── Data in this exercise

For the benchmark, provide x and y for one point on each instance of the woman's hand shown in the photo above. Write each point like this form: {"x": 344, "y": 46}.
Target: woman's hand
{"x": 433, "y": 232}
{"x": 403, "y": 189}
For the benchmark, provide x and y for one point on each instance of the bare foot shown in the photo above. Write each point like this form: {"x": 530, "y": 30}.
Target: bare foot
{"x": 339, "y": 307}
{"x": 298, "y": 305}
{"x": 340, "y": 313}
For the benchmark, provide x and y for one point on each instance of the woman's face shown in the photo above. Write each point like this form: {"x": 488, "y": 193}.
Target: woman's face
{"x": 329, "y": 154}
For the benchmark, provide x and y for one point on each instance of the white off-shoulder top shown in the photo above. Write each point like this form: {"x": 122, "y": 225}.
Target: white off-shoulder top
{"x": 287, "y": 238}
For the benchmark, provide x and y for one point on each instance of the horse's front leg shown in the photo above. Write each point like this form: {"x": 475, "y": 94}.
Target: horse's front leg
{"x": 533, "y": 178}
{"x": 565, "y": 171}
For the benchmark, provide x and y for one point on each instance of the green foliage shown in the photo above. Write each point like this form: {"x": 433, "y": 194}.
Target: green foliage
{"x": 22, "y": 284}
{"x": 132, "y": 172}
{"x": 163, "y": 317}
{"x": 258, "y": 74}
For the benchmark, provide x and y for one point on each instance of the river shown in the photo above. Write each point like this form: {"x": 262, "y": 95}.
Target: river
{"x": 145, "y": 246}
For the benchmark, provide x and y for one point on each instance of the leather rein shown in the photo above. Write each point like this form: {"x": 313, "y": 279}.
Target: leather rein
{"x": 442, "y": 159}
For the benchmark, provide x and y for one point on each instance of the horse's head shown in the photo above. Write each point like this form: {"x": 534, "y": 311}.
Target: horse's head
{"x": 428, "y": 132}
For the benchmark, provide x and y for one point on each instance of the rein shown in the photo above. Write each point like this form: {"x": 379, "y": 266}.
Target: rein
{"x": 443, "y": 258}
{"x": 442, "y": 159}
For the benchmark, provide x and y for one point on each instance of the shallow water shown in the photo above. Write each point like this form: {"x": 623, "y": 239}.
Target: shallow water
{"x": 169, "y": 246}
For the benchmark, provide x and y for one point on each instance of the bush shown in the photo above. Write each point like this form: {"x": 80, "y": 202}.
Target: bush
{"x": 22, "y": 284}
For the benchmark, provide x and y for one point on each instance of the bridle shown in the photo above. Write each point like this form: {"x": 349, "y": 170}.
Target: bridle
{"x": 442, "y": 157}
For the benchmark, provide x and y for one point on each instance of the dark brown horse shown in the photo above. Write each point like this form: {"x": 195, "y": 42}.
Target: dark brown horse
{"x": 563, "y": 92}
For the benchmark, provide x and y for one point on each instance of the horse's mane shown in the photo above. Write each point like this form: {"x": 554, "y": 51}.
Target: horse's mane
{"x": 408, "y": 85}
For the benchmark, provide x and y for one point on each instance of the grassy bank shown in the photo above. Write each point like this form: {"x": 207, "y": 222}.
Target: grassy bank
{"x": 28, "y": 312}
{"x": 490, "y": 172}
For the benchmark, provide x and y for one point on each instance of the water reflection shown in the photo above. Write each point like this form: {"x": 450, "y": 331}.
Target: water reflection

────

Output exactly the lines above, from the one holding "of the rein" through the end of the data, including the first and last.

For the benchmark, provide x and y for one point on each instance of the rein shown in the photo above. Write each point like this form: {"x": 379, "y": 266}.
Target: rein
{"x": 443, "y": 258}
{"x": 442, "y": 159}
For the benchmark, provide x and y for one point on each instance of the shallow water shown in the photo above. Write each point like this form: {"x": 623, "y": 239}.
Target: shallow water
{"x": 169, "y": 246}
For the benchmark, provide x and y for one point on each instance of the bush shown in the photo above. Write each point like this form: {"x": 80, "y": 202}.
Target: bush
{"x": 22, "y": 284}
For the benchmark, provide x and y for one point on each instance of the bridle shown in the photo above. Write each point like this form: {"x": 349, "y": 170}.
Target: bridle
{"x": 442, "y": 157}
For the benchmark, provide x and y for one point on each instance of the dark brown horse shown in the photo above. Write each point like this form: {"x": 195, "y": 42}.
Target: dark brown horse
{"x": 563, "y": 92}
For the benchmark, provide x and y for one point on each instance of the horse's mane shown in the photo above. Write each point like this form: {"x": 554, "y": 51}.
Target: horse's mane
{"x": 408, "y": 85}
For the benchmark, provide x and y for one point on each instance of the grassy bank shown in the photo above. Write each point like this form: {"x": 207, "y": 222}.
Target: grassy bank
{"x": 28, "y": 312}
{"x": 490, "y": 172}
For the benchmark, provide x and y for one point on each instance of the water reflection shown in the photo above. Write each point like this form: {"x": 450, "y": 331}.
Target: water reflection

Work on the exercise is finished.